- **Excerpt**
━━━━

After your planning appointment, your radiographers will take you to the Gamma Knife treatment room. You’ll be helped into position on the treatment couch and your head will be held in place with your head frame or face mask again. If you’re wearing a face mask, a marker will be placed on the tip of your nose once the mask is in place. Your radiographer will confirm you’re set up correctly for treatment.
When you’re ready, your radiographers will leave the room, but you’ll still be able to talk to them throughout the treatment via an intercom. The bed will move inside the Gamma Knife machine through an open door and treatment will begin. If you have metastatic cancer and are having more than one metastasis treated, the bed will automatically move you into position between each target site.
You won’t be able to feel the Gamma Knife treatment and it may take anywhere between 30 minutes and four hours, depending on the size and location of your tumour.
When the Gamma Knife treatment has finished, your radiographer will come back into the room and help you off the couch. If you have a head frame, it’ll be removed and you’ll be able to go back to your room to rest.

━━━━

- **The data**
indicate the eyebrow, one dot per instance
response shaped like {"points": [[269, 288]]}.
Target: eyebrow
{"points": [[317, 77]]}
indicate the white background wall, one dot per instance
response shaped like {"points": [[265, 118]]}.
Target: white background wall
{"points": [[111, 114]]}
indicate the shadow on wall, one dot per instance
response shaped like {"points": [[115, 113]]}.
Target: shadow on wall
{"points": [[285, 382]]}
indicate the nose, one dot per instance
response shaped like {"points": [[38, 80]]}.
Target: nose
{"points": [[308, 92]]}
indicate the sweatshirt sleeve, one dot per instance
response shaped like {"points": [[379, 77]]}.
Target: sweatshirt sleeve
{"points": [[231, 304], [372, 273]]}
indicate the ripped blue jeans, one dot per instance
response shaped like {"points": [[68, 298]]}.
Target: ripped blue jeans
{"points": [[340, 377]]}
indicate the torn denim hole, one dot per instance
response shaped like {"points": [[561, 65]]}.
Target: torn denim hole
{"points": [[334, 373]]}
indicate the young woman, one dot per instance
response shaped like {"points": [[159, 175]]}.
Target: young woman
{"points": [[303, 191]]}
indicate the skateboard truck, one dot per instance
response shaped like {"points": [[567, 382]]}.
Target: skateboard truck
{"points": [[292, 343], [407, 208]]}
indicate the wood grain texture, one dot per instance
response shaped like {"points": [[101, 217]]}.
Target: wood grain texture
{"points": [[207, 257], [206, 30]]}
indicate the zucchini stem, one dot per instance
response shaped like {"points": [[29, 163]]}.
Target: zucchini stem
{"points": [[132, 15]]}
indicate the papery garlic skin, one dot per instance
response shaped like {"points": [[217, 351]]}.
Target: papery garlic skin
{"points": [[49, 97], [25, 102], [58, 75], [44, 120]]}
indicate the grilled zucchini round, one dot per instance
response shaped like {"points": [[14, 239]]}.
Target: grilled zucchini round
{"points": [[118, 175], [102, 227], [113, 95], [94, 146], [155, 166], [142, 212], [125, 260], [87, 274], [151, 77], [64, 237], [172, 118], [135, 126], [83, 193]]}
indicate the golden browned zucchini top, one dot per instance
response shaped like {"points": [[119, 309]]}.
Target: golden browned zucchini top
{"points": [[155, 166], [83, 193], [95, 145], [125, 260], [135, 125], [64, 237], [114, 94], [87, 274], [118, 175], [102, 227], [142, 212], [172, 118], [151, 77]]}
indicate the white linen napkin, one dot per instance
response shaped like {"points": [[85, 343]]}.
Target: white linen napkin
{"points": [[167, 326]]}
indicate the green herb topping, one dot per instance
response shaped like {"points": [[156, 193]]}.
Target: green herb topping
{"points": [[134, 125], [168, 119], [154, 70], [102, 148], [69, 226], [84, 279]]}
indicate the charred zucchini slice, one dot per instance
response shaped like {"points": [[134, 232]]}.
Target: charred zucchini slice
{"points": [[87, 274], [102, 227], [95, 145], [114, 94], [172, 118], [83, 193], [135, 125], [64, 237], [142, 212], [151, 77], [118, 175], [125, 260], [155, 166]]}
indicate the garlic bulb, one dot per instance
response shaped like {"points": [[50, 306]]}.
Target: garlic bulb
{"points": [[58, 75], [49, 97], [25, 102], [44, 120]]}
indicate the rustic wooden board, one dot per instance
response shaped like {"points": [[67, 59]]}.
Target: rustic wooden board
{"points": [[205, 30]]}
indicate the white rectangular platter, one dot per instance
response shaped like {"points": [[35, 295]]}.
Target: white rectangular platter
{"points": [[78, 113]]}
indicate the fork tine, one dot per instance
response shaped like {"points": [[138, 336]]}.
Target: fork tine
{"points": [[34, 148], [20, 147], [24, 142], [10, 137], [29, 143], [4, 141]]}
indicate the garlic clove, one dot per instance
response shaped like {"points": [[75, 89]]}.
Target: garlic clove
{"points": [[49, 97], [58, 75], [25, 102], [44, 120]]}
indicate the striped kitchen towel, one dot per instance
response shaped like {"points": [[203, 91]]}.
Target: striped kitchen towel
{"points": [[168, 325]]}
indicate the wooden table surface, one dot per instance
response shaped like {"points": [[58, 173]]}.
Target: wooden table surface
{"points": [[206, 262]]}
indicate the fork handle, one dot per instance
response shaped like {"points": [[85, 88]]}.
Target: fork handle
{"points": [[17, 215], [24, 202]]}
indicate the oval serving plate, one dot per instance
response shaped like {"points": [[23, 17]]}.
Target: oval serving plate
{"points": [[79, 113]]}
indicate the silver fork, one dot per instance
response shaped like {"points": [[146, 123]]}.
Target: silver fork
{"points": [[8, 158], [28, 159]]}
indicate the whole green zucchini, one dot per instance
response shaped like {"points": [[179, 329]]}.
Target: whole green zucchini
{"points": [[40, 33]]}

━━━━

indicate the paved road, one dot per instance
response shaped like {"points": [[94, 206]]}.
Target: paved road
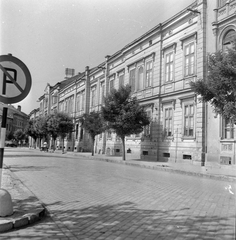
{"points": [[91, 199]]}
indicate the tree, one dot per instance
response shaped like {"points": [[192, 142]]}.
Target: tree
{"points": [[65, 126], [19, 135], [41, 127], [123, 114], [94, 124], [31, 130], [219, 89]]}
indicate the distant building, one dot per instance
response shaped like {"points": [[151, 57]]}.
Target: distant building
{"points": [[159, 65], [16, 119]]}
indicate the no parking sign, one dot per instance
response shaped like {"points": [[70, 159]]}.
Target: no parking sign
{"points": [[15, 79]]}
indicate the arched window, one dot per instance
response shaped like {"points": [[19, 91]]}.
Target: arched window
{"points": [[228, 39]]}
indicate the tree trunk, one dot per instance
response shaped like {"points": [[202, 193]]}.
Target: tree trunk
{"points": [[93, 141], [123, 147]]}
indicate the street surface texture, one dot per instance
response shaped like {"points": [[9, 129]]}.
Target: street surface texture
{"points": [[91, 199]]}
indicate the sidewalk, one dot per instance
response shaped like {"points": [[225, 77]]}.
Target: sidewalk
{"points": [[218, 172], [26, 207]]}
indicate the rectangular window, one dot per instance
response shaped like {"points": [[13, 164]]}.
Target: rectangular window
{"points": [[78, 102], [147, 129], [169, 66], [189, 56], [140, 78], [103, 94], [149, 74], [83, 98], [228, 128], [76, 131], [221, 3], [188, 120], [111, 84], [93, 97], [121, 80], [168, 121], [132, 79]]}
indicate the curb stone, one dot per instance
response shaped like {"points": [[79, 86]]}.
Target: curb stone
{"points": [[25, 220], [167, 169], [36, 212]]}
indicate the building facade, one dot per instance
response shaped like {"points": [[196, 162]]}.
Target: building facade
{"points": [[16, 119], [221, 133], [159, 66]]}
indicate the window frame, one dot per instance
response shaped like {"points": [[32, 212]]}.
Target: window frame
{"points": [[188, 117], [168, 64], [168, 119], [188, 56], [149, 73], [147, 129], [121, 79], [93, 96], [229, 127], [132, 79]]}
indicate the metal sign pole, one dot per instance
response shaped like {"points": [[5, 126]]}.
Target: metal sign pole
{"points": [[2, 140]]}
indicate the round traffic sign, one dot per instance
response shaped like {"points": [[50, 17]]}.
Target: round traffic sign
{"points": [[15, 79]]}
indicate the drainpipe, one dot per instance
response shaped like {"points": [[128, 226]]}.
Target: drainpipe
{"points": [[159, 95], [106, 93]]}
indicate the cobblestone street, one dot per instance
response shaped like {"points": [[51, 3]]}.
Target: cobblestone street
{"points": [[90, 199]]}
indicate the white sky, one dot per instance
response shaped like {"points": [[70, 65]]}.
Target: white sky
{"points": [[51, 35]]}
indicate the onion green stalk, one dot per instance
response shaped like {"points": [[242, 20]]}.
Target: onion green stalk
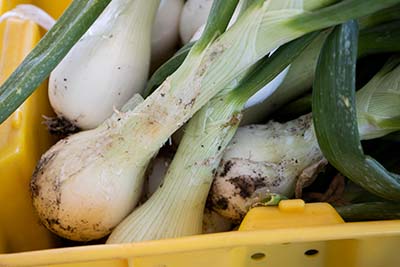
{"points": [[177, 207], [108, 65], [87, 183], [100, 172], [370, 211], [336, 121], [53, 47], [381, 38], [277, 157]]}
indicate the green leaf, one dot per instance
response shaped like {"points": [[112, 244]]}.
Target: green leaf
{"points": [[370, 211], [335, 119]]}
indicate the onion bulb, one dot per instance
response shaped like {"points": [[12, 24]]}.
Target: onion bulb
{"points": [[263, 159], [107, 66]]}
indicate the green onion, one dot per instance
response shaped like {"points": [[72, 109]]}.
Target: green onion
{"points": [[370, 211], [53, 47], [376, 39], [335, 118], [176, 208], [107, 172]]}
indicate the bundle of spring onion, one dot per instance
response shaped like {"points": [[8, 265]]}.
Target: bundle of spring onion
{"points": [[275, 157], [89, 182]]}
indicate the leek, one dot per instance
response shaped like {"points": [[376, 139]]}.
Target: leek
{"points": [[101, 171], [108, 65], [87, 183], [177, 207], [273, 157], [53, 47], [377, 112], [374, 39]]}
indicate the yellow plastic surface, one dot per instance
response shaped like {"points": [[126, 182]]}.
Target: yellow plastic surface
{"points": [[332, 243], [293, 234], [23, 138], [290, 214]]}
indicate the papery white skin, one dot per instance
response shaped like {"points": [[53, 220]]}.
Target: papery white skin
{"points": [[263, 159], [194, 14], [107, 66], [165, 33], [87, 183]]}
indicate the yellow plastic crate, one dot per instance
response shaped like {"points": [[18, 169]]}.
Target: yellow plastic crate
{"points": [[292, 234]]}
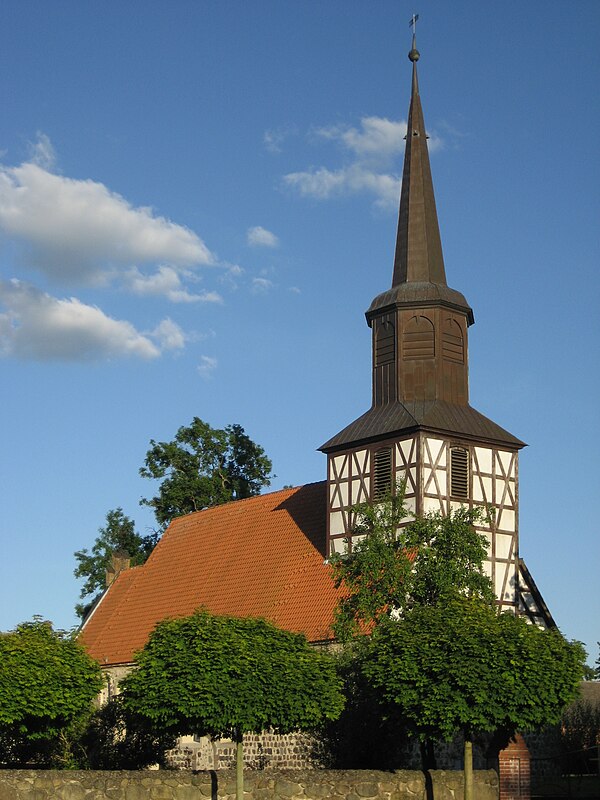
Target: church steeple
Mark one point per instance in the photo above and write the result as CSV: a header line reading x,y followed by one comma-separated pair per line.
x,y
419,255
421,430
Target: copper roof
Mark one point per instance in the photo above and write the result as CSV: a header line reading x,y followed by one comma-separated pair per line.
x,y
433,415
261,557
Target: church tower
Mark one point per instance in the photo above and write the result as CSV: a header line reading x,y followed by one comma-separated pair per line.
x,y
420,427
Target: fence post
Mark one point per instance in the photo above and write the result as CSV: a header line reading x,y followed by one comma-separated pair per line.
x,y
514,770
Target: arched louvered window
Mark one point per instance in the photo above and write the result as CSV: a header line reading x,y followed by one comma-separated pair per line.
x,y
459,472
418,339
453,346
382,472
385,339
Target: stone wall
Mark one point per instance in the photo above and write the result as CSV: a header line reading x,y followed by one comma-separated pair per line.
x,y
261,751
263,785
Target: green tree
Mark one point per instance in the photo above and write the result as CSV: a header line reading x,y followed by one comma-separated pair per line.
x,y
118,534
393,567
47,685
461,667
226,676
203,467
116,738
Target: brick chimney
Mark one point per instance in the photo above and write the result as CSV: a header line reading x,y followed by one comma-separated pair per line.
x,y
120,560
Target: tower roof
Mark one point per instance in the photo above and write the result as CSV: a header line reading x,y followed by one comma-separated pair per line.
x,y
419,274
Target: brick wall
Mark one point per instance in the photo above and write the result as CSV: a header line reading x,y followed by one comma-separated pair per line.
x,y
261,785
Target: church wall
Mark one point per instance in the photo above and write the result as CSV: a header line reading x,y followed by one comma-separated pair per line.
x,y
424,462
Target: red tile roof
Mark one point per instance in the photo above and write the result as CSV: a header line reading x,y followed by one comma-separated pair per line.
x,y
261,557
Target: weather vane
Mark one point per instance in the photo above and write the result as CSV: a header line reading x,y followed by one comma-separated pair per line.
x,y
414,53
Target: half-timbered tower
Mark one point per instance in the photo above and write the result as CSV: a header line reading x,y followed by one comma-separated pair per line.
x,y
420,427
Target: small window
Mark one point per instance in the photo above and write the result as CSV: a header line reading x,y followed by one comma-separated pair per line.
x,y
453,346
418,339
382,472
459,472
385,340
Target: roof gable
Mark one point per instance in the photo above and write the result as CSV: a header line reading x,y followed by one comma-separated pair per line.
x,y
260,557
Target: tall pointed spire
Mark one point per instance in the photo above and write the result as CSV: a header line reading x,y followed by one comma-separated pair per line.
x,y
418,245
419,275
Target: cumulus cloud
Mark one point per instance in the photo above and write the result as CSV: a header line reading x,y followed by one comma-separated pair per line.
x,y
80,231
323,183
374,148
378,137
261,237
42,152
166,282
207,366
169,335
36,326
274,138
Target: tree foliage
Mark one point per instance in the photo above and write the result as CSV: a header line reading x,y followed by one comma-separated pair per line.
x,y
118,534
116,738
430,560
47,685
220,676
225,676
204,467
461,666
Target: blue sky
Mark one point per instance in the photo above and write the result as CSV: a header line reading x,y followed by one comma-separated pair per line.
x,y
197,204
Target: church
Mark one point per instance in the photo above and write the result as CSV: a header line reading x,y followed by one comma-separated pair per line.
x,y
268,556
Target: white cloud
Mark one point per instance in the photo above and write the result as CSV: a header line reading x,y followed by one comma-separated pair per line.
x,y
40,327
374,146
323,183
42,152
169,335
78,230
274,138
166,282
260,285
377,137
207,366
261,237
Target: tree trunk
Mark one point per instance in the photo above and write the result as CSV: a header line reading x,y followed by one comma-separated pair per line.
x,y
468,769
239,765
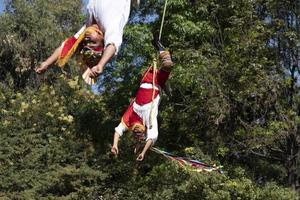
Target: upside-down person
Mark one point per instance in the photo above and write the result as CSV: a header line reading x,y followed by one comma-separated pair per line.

━━━━

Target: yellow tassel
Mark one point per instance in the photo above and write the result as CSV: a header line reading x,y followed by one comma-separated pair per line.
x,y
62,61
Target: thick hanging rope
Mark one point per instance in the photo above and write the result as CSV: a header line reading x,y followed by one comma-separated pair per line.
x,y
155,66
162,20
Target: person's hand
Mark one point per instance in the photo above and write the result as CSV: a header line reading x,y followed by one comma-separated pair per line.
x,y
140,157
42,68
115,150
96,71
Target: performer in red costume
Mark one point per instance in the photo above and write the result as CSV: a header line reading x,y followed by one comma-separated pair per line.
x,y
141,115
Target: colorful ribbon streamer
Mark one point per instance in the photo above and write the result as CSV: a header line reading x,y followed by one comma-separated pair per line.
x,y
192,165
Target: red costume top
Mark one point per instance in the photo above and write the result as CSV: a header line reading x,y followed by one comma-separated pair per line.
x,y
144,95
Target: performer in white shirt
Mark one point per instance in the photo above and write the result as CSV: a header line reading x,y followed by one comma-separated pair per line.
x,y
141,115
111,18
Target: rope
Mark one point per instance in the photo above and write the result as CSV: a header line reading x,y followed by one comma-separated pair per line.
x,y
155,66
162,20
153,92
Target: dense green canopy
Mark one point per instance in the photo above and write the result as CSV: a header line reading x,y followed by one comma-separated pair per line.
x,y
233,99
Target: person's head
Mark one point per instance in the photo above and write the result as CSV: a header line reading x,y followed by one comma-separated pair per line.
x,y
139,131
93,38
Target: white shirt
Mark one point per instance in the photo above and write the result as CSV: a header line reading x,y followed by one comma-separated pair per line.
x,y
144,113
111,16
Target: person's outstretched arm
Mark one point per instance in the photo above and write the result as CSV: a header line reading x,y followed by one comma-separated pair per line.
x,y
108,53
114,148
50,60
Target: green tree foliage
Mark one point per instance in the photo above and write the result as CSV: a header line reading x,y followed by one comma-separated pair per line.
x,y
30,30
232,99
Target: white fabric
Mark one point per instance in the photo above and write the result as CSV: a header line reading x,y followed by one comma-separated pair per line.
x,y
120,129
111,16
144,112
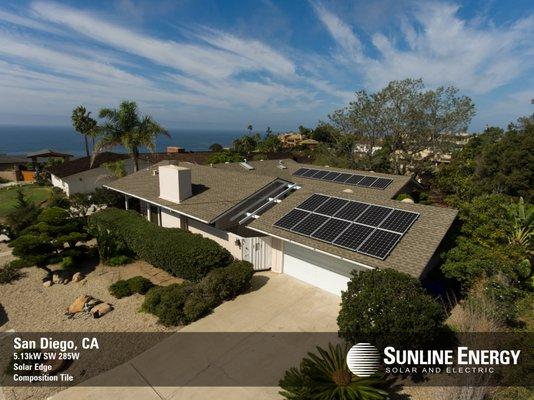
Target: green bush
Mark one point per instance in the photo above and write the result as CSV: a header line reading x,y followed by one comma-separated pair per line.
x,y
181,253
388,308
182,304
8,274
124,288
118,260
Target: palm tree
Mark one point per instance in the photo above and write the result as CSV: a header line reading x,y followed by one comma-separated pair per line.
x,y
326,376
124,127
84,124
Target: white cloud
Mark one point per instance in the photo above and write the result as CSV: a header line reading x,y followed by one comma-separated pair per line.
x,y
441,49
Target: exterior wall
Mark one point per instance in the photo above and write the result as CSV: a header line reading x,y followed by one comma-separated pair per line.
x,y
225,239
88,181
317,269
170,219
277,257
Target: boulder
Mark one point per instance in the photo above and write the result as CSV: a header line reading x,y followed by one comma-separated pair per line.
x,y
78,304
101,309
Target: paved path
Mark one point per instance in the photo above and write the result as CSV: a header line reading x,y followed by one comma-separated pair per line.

━━━━

- **Exercise description**
Reproduce verbatim everything in the Gamma Knife treatment text above, from "When you’re ready, your" down to "each target site.".

- **Result for this task**
When you’re ready, your radiographers will leave the room, but you’ll still be able to talk to them throughout the treatment via an intercom. The bed will move inside the Gamma Knife machine through an open door and treatment will begin. If you have metastatic cancer and are having more than one metastasis treated, the bed will automatically move you into position between each target site.